● The task
Quote the data exactly, first line to the line containing "Where can the pool", with no pictures.

● Data to process
-------------------------

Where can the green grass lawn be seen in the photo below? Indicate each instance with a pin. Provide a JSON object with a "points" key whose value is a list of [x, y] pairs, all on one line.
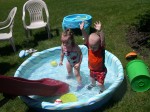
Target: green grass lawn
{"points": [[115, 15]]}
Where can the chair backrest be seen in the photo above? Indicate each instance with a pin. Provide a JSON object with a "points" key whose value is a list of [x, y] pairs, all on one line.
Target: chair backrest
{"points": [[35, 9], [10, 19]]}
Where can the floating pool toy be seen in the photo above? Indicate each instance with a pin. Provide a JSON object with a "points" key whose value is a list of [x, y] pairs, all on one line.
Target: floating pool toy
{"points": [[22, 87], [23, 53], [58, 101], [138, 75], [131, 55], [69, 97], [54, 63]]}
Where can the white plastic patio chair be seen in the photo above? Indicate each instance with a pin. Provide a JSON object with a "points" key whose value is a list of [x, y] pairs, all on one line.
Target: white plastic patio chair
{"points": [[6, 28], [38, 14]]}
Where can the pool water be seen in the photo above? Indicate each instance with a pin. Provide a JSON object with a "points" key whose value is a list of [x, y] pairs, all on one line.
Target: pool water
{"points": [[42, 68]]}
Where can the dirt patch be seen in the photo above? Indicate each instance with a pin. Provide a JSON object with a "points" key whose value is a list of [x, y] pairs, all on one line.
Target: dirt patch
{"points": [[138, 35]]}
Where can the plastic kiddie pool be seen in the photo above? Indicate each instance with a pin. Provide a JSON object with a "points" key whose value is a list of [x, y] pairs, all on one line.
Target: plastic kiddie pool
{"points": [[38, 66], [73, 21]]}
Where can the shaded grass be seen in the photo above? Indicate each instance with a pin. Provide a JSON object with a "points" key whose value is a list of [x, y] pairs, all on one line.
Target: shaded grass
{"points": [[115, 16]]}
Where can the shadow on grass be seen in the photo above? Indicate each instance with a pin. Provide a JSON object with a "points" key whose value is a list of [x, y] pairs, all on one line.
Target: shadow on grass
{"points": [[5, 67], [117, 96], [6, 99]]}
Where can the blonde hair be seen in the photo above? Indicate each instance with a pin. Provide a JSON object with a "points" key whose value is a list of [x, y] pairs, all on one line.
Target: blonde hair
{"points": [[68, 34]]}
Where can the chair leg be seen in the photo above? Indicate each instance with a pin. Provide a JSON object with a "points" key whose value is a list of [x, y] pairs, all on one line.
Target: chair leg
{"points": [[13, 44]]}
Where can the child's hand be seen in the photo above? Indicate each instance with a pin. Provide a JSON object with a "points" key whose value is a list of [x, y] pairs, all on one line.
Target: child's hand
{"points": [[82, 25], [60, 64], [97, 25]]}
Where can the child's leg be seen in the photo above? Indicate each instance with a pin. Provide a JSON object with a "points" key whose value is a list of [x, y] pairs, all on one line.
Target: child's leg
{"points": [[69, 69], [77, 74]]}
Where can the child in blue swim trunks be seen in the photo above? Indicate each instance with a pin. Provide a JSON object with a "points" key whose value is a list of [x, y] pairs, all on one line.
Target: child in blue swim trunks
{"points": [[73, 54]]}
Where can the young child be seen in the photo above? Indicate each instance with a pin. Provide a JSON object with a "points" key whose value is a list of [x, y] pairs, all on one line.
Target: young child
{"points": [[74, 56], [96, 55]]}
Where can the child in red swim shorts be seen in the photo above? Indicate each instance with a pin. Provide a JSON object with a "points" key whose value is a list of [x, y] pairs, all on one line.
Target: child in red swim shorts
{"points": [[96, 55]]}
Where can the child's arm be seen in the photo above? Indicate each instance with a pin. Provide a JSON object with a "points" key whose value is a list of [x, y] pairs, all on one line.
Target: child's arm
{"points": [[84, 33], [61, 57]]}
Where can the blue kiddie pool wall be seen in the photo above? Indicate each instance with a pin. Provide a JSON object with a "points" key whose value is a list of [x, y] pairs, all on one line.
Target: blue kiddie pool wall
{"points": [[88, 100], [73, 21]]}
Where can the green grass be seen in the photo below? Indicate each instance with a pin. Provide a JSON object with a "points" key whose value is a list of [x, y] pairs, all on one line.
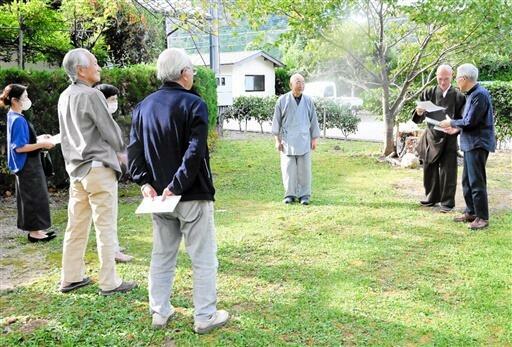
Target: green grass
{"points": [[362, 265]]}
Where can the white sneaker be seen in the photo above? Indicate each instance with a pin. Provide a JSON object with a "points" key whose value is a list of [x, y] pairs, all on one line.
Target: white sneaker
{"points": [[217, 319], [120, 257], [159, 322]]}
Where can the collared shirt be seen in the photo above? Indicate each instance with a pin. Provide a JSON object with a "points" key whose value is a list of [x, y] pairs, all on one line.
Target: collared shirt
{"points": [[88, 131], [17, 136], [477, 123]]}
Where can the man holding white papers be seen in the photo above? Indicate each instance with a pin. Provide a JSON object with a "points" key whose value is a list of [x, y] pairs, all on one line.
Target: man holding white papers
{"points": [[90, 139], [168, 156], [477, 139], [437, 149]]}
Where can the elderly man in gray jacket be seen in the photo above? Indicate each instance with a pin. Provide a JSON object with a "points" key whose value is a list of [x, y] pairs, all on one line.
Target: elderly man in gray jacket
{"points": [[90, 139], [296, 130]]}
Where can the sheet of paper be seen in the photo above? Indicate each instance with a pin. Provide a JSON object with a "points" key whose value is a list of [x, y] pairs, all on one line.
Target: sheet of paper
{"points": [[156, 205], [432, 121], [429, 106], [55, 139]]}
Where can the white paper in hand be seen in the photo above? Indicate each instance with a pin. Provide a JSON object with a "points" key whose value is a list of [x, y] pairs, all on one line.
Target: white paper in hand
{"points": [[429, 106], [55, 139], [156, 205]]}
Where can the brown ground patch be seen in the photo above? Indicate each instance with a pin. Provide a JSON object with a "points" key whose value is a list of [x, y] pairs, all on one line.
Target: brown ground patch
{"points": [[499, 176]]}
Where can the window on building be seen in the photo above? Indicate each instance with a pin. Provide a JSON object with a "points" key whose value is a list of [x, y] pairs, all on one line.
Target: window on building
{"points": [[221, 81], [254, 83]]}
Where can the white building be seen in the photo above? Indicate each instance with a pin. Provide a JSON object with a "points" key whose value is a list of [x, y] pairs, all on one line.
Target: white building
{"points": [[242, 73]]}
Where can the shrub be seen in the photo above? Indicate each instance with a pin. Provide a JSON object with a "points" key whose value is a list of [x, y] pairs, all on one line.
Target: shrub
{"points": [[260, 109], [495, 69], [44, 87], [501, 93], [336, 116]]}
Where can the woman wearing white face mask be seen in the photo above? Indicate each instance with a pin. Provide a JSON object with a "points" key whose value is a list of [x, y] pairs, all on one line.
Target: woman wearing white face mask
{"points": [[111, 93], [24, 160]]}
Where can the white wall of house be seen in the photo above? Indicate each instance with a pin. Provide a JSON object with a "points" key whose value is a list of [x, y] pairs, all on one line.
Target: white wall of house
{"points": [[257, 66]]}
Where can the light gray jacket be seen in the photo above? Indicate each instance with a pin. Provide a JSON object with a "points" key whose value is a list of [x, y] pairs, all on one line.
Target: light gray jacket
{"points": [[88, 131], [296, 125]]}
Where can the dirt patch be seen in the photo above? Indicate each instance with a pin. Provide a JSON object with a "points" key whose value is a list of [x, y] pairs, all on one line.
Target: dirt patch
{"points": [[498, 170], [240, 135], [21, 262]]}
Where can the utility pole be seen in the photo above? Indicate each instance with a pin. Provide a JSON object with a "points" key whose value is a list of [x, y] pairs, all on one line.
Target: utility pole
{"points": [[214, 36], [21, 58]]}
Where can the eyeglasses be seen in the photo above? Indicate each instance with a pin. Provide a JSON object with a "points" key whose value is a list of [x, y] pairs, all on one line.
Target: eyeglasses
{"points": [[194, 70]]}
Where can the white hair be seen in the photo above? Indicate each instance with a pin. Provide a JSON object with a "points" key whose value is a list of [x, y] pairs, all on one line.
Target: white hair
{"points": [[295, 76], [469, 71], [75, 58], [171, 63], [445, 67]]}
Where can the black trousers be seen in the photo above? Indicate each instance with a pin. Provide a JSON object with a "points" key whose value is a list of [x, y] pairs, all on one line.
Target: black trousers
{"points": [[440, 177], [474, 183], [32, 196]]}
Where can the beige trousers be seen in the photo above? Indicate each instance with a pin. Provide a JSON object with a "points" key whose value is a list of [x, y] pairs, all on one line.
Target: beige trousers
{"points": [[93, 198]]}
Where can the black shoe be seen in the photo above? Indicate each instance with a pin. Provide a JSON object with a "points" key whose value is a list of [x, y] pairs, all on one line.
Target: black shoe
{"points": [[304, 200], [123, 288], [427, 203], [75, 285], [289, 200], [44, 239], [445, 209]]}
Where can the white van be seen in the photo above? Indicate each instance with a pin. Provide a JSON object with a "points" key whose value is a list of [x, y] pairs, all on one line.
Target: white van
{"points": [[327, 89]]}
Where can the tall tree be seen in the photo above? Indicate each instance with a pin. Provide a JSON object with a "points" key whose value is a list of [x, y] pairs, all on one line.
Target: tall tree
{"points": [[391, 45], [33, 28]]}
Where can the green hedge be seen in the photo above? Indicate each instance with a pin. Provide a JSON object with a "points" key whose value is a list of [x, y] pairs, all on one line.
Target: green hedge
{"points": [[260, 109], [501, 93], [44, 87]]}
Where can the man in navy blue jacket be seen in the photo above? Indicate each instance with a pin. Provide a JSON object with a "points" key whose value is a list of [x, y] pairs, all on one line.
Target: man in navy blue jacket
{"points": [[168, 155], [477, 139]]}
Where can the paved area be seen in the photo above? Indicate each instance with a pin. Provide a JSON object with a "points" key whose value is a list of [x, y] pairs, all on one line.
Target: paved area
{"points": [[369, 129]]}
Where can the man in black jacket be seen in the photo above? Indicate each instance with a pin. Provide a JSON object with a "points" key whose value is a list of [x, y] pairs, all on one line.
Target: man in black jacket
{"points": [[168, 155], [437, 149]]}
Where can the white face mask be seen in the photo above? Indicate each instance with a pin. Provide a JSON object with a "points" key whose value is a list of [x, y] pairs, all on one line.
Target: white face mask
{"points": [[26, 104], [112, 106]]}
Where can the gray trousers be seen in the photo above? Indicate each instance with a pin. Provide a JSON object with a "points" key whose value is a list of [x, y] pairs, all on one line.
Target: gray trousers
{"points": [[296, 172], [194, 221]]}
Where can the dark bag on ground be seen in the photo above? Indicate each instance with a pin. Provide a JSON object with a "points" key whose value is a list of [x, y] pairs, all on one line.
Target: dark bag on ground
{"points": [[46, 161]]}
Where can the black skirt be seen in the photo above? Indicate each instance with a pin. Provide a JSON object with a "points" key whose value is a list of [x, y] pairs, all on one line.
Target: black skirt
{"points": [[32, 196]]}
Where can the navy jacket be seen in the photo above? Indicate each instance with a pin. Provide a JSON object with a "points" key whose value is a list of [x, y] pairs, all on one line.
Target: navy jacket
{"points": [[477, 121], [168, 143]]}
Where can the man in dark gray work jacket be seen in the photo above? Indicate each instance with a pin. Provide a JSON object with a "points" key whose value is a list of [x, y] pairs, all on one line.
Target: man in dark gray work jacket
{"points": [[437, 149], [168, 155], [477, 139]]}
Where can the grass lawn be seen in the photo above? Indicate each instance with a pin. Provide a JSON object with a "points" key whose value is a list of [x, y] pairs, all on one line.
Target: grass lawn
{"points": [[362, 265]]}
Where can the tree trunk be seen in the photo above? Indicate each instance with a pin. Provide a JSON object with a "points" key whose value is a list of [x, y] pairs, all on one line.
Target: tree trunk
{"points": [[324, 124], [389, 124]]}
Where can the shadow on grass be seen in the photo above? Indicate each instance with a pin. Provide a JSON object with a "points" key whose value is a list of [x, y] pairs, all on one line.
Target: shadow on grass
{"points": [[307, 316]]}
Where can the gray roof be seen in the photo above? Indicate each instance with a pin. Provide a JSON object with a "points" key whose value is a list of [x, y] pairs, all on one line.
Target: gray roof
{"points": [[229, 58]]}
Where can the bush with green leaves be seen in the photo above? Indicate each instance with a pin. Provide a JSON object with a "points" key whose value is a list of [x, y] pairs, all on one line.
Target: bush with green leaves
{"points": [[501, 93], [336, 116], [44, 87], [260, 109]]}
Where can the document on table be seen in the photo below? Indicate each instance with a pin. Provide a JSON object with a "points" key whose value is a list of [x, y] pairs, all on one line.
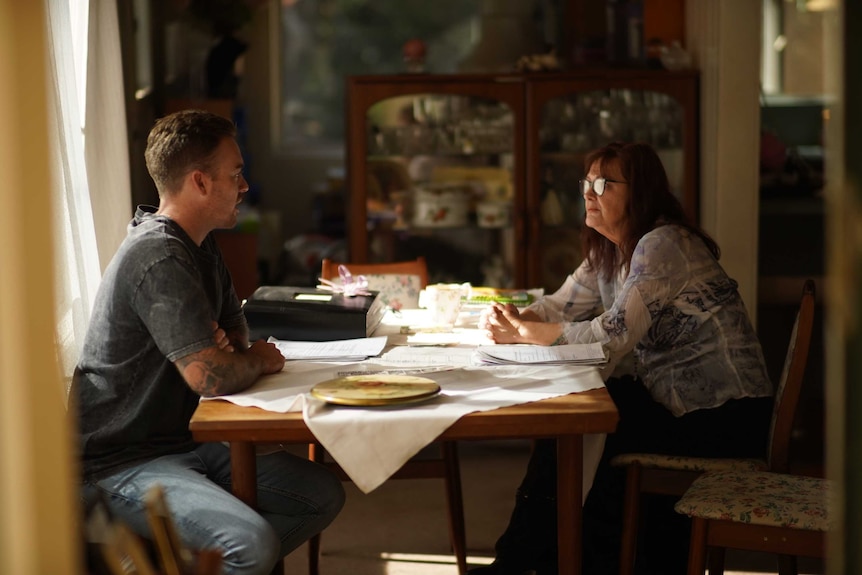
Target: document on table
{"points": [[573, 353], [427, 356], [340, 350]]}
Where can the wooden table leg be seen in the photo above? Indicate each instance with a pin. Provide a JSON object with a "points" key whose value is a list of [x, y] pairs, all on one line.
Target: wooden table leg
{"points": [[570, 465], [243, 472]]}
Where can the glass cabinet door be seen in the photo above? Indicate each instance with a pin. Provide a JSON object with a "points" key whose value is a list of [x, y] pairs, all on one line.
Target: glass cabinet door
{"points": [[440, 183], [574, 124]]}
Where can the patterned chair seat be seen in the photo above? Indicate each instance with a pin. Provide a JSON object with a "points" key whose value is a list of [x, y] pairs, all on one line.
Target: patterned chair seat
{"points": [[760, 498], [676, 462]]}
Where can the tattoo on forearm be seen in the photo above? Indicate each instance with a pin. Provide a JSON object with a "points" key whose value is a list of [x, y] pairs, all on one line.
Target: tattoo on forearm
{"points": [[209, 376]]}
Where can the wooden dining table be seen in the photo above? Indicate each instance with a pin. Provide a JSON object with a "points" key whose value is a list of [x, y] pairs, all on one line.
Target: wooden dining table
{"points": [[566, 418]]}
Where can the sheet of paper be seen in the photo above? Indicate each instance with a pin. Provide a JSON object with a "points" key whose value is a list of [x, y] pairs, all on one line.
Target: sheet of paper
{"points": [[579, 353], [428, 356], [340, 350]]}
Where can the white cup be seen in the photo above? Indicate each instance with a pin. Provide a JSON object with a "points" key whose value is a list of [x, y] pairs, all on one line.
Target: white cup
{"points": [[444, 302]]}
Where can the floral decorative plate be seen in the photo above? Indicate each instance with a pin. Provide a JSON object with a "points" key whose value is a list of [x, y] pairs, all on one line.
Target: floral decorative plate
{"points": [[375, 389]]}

-------------------------

● Answer space
Where can the green grass lawn be seen in the photo below? Indicate each instance with a pin. Provide a JSON object with a "points" key whose value is a list of [x, y] pairs, all on one line.
Target: green grass lawn
{"points": [[115, 15]]}
Where can the chair backrest be seen in the photo above? Indicate each instance with a pin. Provide a JSON object with a "points" key whose value is a list of [x, y] pairs, all on one line.
Target: chair backrest
{"points": [[35, 9], [10, 19]]}
Where can the floating pool toy be seen in the photo above? Indicate each instance with a pin. Provide a JSON object with a "points" key whose value is a list of [x, y] pairs, all on one line.
Target: floating pool toy
{"points": [[22, 87], [23, 53], [58, 101], [138, 75], [131, 55], [69, 97], [54, 63]]}
Where can the white plastic patio chair be seen in the photo above? Indicate each instance with a pin. Provide a JSON object with a "points" key whose value is a list of [x, y] pairs, all on one line.
Target: white plastic patio chair
{"points": [[6, 28], [38, 14]]}
Where can the pool water be seen in the photo above? Indicate each instance with a pin. Provide a JSON object with a "points" key whose value is a list of [x, y] pairs, all on one line.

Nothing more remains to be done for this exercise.